# [AIM OF THE EXERCISE]
Write out only the tail of the records, beginning at the line containing "Would you mind marking the pencil" and including the last line, exactly as written.

Raw records
::::
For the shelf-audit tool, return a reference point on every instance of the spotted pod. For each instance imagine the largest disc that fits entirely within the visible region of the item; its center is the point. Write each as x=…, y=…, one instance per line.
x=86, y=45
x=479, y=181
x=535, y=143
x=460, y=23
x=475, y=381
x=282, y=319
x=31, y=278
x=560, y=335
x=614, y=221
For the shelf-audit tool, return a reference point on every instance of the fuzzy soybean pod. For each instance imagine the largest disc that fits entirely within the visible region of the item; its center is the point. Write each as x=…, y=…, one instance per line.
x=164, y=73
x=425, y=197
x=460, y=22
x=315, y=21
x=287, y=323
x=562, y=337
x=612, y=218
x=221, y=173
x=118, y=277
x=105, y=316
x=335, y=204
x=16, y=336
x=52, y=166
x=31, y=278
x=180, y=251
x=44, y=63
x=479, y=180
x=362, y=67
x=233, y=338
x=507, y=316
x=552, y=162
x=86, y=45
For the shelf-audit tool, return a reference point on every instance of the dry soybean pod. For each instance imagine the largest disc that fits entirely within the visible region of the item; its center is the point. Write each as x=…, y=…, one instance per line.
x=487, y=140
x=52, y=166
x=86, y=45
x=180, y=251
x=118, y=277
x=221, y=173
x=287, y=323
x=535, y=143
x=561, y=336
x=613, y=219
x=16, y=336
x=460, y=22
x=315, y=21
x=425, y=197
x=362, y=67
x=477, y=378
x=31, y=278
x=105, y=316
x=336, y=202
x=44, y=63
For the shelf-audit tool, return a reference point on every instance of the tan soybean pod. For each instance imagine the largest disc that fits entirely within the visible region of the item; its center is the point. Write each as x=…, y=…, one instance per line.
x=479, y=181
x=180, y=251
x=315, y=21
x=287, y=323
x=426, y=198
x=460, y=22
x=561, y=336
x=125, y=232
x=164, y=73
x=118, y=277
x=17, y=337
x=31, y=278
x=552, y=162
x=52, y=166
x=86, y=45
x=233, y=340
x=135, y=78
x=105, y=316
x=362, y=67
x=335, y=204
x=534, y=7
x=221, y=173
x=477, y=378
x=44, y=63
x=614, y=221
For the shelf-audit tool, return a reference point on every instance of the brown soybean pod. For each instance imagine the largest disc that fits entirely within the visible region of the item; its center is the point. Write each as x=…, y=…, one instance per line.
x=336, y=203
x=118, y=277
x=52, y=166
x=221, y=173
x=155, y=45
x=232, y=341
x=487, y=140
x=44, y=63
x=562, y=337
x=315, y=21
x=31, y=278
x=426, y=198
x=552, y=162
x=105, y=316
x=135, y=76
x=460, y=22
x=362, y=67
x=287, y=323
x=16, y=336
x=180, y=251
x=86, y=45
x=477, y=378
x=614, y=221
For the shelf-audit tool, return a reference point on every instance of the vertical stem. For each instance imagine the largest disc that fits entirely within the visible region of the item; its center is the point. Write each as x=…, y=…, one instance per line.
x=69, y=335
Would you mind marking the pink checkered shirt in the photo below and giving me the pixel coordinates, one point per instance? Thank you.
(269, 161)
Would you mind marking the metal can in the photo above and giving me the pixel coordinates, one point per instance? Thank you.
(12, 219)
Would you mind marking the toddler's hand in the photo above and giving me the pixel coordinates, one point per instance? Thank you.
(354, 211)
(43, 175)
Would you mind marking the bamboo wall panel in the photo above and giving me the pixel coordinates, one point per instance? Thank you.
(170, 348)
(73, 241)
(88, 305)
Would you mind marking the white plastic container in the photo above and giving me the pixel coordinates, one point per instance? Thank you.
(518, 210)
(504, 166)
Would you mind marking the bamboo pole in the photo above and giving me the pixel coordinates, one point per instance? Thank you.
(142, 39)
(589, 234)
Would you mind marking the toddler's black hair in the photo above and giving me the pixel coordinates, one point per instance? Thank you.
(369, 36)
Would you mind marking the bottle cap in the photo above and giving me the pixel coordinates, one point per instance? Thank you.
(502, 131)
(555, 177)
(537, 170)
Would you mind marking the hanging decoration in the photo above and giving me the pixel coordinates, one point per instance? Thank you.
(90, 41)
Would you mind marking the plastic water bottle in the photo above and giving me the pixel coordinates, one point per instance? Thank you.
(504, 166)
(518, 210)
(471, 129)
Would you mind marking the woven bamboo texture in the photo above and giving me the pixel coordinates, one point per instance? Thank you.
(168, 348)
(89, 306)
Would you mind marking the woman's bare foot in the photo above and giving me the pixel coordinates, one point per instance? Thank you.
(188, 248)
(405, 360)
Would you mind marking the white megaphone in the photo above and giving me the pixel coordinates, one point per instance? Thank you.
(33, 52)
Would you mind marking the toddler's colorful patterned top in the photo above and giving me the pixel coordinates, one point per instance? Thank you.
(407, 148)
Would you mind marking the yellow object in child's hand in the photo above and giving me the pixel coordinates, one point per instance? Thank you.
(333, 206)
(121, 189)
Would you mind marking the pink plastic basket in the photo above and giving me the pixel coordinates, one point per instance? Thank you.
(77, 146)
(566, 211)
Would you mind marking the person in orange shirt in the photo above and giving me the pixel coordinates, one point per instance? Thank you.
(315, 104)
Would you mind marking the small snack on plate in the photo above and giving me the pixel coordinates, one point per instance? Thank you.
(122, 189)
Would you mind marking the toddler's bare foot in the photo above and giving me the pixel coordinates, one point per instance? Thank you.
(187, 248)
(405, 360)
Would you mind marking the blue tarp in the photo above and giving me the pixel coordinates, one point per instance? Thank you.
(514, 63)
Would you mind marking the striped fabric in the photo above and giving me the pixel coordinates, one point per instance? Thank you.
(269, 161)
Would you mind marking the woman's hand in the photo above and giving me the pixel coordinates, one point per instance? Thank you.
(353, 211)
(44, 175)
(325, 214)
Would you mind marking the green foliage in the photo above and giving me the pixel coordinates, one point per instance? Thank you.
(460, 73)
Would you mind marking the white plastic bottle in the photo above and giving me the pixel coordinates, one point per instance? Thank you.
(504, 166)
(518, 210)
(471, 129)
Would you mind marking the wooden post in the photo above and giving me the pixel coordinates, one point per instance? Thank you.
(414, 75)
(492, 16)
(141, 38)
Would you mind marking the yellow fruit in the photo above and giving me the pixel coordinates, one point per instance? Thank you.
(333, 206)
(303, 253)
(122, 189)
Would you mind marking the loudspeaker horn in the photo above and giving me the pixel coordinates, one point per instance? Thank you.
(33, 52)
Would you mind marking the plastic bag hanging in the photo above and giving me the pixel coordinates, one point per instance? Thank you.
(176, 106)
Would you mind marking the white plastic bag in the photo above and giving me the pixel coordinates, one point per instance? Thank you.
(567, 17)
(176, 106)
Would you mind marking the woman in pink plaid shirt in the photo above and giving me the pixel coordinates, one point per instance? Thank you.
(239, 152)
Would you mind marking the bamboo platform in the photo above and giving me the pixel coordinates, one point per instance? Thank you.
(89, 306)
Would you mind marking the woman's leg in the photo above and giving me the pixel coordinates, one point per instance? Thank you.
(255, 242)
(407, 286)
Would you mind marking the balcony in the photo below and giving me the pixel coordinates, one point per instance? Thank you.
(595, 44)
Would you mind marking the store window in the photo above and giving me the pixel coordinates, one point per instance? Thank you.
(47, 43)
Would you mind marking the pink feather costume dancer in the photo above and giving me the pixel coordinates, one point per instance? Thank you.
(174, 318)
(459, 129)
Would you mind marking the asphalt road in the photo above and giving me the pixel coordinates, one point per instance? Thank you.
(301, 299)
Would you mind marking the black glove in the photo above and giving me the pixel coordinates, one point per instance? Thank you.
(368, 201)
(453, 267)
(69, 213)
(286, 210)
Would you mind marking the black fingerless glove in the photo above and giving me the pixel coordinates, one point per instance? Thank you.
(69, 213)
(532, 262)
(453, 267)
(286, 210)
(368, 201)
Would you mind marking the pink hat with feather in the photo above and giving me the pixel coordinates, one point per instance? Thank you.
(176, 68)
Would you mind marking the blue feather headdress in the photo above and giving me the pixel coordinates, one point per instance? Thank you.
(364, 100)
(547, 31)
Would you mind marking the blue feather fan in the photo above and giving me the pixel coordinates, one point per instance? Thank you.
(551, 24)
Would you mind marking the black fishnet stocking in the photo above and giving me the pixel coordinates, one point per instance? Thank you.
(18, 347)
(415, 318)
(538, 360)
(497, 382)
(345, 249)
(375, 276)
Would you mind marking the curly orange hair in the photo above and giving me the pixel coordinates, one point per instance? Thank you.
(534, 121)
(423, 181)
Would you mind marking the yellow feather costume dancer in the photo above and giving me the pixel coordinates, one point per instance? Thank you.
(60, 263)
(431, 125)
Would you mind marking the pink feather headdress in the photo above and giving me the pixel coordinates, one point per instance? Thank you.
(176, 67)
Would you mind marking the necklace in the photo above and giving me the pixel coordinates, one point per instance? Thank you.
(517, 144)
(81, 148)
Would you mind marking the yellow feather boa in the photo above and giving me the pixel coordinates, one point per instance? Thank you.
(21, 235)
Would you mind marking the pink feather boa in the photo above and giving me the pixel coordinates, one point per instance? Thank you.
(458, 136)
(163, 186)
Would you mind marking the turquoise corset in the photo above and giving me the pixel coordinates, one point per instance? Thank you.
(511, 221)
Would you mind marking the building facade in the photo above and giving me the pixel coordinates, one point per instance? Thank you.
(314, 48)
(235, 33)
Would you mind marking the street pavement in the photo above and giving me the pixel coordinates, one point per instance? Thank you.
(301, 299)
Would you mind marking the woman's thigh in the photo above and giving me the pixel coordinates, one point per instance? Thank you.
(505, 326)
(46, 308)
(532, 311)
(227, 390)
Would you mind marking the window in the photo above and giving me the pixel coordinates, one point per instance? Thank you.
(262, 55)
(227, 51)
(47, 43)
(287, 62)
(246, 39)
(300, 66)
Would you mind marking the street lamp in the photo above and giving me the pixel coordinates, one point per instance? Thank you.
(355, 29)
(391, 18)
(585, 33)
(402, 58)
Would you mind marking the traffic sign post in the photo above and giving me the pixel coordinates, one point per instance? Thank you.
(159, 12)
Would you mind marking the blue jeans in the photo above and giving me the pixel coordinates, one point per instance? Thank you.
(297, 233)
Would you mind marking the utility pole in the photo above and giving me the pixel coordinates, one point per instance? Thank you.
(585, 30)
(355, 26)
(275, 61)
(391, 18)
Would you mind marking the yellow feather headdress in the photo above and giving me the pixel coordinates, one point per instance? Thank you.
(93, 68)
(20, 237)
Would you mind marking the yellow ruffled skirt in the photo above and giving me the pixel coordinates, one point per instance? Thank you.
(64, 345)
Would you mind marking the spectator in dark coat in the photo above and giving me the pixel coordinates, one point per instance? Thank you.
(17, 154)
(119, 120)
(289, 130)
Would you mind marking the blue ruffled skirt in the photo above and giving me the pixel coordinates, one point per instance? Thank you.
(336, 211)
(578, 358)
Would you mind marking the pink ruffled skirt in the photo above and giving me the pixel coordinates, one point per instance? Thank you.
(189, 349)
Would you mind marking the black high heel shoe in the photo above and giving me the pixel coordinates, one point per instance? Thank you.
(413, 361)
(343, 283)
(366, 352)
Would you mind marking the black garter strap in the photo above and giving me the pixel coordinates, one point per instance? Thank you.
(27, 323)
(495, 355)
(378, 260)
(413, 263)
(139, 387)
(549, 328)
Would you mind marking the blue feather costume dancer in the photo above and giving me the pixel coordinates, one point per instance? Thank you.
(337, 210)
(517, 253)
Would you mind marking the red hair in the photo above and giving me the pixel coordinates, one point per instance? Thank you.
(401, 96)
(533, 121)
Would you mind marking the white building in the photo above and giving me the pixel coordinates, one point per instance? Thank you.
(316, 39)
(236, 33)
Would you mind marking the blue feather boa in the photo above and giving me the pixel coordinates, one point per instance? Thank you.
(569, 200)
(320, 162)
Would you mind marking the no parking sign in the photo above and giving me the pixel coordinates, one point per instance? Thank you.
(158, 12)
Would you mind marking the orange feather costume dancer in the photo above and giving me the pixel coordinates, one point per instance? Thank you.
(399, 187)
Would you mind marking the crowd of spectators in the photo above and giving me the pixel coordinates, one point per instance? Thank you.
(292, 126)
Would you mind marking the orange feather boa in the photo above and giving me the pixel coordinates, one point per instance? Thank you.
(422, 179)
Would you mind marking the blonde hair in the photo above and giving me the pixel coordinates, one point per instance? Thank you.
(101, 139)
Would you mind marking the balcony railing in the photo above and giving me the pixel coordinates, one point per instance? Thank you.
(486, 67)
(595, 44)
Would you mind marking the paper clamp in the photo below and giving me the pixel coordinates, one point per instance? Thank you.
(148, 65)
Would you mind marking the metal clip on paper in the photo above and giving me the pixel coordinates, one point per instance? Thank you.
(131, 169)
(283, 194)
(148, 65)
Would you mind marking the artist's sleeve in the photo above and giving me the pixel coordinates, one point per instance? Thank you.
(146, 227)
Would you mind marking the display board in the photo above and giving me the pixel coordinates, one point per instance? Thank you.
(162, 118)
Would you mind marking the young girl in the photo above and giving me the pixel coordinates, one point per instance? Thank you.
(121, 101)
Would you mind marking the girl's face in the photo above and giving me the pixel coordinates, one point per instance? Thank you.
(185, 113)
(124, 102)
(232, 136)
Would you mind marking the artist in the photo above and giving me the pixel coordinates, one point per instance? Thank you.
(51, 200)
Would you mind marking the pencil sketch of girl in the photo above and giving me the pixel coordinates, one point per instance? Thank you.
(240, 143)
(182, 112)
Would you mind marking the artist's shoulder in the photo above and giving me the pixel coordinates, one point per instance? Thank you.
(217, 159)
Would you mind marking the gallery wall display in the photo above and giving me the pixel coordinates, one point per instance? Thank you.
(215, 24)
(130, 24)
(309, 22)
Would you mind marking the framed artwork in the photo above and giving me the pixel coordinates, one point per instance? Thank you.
::::
# [WRITTEN SOLUTION]
Would you mind marking the pencil sketch of girl in the photo above and giving me the pixel coordinates, one point per instance? Thank you.
(240, 143)
(182, 112)
Would you mind marking the artist's shoulder in the photo above and giving me the pixel coordinates, one point per instance? Thank you.
(217, 159)
Would you mind marking the gallery wall display in the photo above and giving me the pixel coordinates, one point per instance? Thank you.
(215, 24)
(130, 24)
(309, 22)
Would you mind marking the framed artwork in the photo above and giving me the pixel coordinates, one point per instance? Thank you.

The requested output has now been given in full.